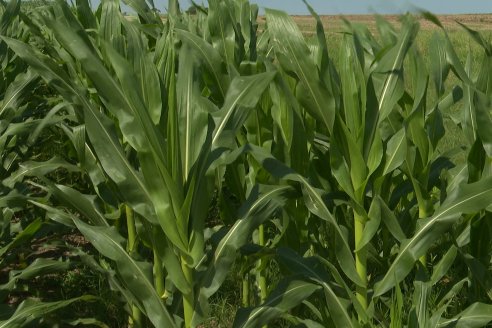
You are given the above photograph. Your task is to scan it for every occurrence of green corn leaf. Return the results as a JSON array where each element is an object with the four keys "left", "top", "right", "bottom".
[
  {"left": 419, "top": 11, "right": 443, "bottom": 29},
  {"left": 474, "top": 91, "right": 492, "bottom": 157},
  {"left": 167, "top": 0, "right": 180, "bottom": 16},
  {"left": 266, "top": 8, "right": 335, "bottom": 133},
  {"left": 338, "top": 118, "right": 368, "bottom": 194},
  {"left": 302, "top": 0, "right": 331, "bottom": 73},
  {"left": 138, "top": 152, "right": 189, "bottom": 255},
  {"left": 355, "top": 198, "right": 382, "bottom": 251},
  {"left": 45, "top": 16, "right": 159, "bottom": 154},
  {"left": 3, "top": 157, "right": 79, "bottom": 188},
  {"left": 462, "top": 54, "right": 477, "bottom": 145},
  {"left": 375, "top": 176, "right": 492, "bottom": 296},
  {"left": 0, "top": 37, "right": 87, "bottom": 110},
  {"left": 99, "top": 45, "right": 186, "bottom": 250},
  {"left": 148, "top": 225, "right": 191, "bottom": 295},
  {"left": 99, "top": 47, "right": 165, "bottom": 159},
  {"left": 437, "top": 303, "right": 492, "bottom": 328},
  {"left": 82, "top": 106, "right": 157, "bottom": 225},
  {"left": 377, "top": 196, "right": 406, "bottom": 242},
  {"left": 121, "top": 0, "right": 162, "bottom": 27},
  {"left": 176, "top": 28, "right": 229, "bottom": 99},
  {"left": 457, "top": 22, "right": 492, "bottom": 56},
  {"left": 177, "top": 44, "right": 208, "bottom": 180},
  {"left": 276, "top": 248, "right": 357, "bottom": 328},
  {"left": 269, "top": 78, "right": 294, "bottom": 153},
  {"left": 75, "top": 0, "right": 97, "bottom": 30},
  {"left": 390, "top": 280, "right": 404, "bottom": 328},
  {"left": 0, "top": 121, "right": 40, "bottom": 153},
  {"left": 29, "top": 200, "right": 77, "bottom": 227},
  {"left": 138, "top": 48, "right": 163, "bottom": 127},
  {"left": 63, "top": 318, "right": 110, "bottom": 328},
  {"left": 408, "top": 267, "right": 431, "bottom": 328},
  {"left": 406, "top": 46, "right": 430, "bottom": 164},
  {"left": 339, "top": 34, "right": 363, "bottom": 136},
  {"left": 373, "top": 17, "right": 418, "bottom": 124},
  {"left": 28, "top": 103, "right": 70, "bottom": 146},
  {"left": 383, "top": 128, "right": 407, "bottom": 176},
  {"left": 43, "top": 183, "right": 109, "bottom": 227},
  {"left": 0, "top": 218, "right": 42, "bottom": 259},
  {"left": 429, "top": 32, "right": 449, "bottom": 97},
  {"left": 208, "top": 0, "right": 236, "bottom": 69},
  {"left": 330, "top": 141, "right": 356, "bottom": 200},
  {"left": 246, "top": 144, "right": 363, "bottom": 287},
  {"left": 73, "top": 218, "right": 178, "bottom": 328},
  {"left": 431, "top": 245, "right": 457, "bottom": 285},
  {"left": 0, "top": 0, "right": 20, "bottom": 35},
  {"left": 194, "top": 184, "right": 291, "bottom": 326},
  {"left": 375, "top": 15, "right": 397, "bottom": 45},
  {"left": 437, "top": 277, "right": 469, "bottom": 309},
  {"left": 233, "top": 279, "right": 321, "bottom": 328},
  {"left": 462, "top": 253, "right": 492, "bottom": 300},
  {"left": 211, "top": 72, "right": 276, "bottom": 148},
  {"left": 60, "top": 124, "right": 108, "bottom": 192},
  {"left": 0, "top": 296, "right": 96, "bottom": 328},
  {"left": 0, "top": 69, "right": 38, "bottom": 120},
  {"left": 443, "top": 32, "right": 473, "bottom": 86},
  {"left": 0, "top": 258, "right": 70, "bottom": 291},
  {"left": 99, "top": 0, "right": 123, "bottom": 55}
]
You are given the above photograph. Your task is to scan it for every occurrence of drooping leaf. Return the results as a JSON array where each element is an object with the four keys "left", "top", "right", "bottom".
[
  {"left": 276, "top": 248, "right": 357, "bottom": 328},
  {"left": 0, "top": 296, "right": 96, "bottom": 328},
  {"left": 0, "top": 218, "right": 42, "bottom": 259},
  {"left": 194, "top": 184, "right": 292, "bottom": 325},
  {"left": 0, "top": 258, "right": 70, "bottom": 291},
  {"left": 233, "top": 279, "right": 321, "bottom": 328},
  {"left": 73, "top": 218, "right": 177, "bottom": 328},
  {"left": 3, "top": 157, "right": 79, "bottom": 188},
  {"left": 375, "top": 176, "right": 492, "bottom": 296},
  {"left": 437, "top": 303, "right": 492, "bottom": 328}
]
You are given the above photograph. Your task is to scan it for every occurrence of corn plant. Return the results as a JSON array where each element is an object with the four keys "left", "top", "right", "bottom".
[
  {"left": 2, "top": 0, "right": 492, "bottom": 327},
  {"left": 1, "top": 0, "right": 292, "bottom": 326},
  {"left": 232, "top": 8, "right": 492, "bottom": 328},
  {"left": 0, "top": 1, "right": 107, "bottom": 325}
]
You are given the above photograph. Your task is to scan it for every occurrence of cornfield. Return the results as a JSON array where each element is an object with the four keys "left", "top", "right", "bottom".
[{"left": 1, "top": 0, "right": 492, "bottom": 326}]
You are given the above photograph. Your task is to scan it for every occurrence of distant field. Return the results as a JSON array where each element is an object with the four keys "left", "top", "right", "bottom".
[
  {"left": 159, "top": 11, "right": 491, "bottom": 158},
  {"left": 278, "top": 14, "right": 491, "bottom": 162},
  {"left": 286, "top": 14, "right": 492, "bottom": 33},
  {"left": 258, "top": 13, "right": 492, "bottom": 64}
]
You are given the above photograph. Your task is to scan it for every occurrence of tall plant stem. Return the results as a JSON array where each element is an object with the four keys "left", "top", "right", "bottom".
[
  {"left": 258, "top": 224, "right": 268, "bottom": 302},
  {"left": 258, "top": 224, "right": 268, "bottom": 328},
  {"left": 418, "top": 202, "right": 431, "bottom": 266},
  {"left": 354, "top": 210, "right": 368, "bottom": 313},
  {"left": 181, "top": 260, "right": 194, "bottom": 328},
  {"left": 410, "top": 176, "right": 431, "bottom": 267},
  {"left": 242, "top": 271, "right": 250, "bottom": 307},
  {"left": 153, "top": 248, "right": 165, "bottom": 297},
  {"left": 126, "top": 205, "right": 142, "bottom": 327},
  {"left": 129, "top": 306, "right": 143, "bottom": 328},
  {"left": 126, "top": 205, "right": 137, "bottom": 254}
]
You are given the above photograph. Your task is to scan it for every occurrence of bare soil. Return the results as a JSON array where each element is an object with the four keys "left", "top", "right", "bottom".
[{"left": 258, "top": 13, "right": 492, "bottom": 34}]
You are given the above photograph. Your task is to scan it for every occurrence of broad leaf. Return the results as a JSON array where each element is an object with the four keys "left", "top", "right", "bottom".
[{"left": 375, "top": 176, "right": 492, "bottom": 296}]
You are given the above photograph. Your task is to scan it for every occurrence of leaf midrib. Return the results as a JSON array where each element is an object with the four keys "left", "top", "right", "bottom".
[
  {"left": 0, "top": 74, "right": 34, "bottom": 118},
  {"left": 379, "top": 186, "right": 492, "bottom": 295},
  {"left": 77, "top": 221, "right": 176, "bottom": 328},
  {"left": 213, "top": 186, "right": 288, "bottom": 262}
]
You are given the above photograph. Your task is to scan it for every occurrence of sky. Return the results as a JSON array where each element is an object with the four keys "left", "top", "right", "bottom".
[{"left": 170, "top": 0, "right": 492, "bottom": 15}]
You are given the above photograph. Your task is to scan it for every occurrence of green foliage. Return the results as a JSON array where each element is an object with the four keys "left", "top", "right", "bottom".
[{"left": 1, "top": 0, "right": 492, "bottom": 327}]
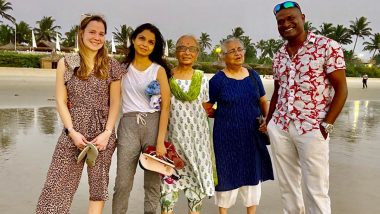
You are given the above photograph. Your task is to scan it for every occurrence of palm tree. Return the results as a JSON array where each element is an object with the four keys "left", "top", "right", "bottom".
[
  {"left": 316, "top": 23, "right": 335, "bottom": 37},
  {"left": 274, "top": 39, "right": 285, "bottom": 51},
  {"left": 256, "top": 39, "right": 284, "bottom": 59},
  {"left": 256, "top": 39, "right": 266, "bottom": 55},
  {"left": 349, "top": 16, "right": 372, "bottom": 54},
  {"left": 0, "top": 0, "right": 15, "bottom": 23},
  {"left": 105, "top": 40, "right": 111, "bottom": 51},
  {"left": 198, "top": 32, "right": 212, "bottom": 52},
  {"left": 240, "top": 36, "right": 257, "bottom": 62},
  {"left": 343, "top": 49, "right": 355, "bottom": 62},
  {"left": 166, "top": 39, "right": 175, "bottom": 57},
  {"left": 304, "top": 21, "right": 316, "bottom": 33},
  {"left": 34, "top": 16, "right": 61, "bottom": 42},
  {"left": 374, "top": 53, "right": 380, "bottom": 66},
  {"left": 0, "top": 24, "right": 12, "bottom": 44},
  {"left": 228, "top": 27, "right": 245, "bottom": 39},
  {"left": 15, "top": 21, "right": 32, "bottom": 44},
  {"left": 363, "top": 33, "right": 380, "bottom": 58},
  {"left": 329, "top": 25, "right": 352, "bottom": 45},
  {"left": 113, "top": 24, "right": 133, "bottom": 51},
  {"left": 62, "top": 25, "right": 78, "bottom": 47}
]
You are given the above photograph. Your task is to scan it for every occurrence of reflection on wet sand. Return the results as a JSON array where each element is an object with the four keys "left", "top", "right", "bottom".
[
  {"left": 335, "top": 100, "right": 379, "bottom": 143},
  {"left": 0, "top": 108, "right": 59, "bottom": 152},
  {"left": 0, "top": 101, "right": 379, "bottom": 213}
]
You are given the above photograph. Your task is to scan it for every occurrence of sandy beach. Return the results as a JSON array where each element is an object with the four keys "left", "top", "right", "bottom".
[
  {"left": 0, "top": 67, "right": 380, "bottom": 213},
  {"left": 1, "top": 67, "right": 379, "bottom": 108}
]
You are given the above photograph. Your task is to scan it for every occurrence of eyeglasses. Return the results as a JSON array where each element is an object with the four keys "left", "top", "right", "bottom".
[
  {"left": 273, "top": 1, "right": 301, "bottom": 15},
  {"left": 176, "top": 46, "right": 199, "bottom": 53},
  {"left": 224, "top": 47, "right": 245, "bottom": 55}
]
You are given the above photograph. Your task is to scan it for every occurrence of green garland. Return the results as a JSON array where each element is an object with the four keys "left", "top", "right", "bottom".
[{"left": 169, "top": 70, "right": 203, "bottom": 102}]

__________

◆ PROBLEM DESCRIPTION: Please retype exactly, and only, the lines starting at the one that contains "occurrence of reflection" and ending with the last line of the material.

◆ ANSWER BELOW:
You are given the above photograph. Your task is to scan it for every occurrence of reflection on wet sand. Return the results as a JSON array where each element is an object with the four keys "left", "top", "right", "bottom".
[
  {"left": 335, "top": 100, "right": 379, "bottom": 143},
  {"left": 0, "top": 108, "right": 59, "bottom": 152},
  {"left": 0, "top": 101, "right": 379, "bottom": 213}
]
You are given the above photograph. Your task is to scan it for every occurrence of sandy beach. Return the results as a JSON array where each element is an object with the four keys "left", "top", "right", "bottom".
[
  {"left": 0, "top": 67, "right": 380, "bottom": 213},
  {"left": 1, "top": 67, "right": 379, "bottom": 108}
]
You are given the above photograph. Your task is to scan it for every occurrence of eyeglasses. Return the results as a JSON array where each element is an object with the four keys "left", "top", "right", "bottom".
[
  {"left": 273, "top": 1, "right": 301, "bottom": 15},
  {"left": 176, "top": 46, "right": 199, "bottom": 53},
  {"left": 224, "top": 47, "right": 245, "bottom": 55}
]
You are given the above photograph. Your task is to scan it for every occurrence of green garland. Return the results as a JSON array where each element is an object with the four keys "left", "top", "right", "bottom".
[{"left": 169, "top": 70, "right": 203, "bottom": 102}]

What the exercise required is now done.